### Task material
>>>>

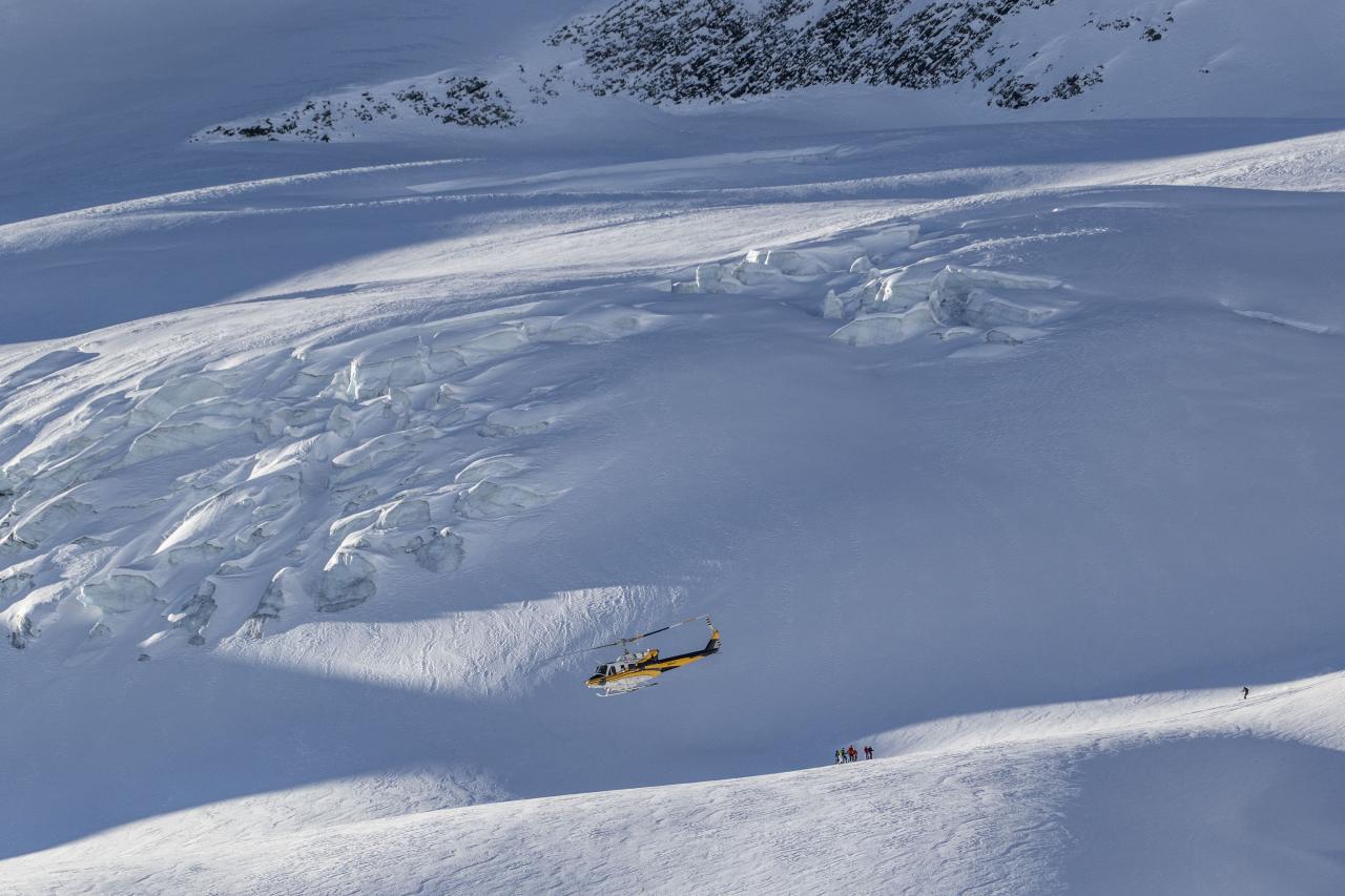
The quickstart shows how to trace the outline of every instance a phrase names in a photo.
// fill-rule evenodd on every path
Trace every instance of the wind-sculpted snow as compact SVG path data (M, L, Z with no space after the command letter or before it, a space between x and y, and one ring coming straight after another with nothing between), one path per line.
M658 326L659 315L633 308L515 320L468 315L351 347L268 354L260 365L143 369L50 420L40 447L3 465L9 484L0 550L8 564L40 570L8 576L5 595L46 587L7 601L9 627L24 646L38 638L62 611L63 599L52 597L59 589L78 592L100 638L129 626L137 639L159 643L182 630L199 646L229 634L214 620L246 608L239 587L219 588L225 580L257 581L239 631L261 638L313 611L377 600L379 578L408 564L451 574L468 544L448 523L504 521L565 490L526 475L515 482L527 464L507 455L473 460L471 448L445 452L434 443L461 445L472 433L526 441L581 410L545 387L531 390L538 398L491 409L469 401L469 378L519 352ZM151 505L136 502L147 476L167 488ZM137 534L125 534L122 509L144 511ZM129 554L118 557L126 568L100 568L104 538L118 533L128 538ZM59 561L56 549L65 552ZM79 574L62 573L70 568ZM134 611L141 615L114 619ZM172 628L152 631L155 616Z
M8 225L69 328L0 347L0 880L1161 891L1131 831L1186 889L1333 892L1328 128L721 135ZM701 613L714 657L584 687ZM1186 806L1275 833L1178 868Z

<<<<

### Set task
Rewrite every item above with "wind-sculpted snow" changed to "drifted snow" and nothing else altered. Leave the pictures out.

### Complete output
The quickstart shows how to trace the outline of every instance a phrase names in a photo.
// fill-rule evenodd on every path
Trace every instance of the drifted snow as compact SVG path data (M, L, Z with no space after the command letter or before it, a space between x and y, and one ring coming straight after another with nothing between), one path per line.
M658 326L659 315L633 308L515 320L468 315L351 347L268 354L260 365L143 369L50 420L40 447L3 465L9 484L0 550L8 564L40 570L8 576L5 595L46 587L7 601L9 627L24 646L38 638L62 611L63 599L52 597L59 589L78 592L100 638L129 626L137 639L159 643L182 630L199 646L229 634L214 620L246 608L239 587L219 588L225 580L257 581L239 631L261 638L313 611L377 600L379 578L408 564L451 574L468 544L448 523L504 521L565 490L526 475L515 482L527 464L507 455L473 460L471 448L445 452L434 443L461 445L472 433L526 441L581 410L545 387L531 390L538 398L491 409L469 401L469 378L519 352ZM151 505L136 502L147 476L167 488ZM137 534L125 534L122 509L144 511ZM129 554L118 557L126 568L100 568L104 538L118 533L128 538ZM59 561L56 549L65 552ZM79 574L62 573L70 568ZM134 611L141 615L114 619ZM172 628L152 631L155 616Z
M8 225L69 328L0 347L0 880L1161 891L1131 831L1186 889L1333 892L1328 128L721 135ZM701 613L714 657L584 687ZM1186 806L1275 833L1178 868Z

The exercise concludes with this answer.